Your task -> Return every line of the entries below unchanged, character for character.

Extracted records ->
** Start **
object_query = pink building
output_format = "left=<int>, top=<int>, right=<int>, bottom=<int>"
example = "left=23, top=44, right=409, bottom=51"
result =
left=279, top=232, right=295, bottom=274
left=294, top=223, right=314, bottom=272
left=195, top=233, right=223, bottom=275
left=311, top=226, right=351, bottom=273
** End **
Reply to the exercise ->
object_query = pink building
output_format = "left=<int>, top=<int>, right=<int>, bottom=<int>"
example = "left=23, top=44, right=409, bottom=51"
result =
left=279, top=232, right=295, bottom=274
left=294, top=223, right=314, bottom=272
left=195, top=233, right=223, bottom=275
left=311, top=226, right=351, bottom=273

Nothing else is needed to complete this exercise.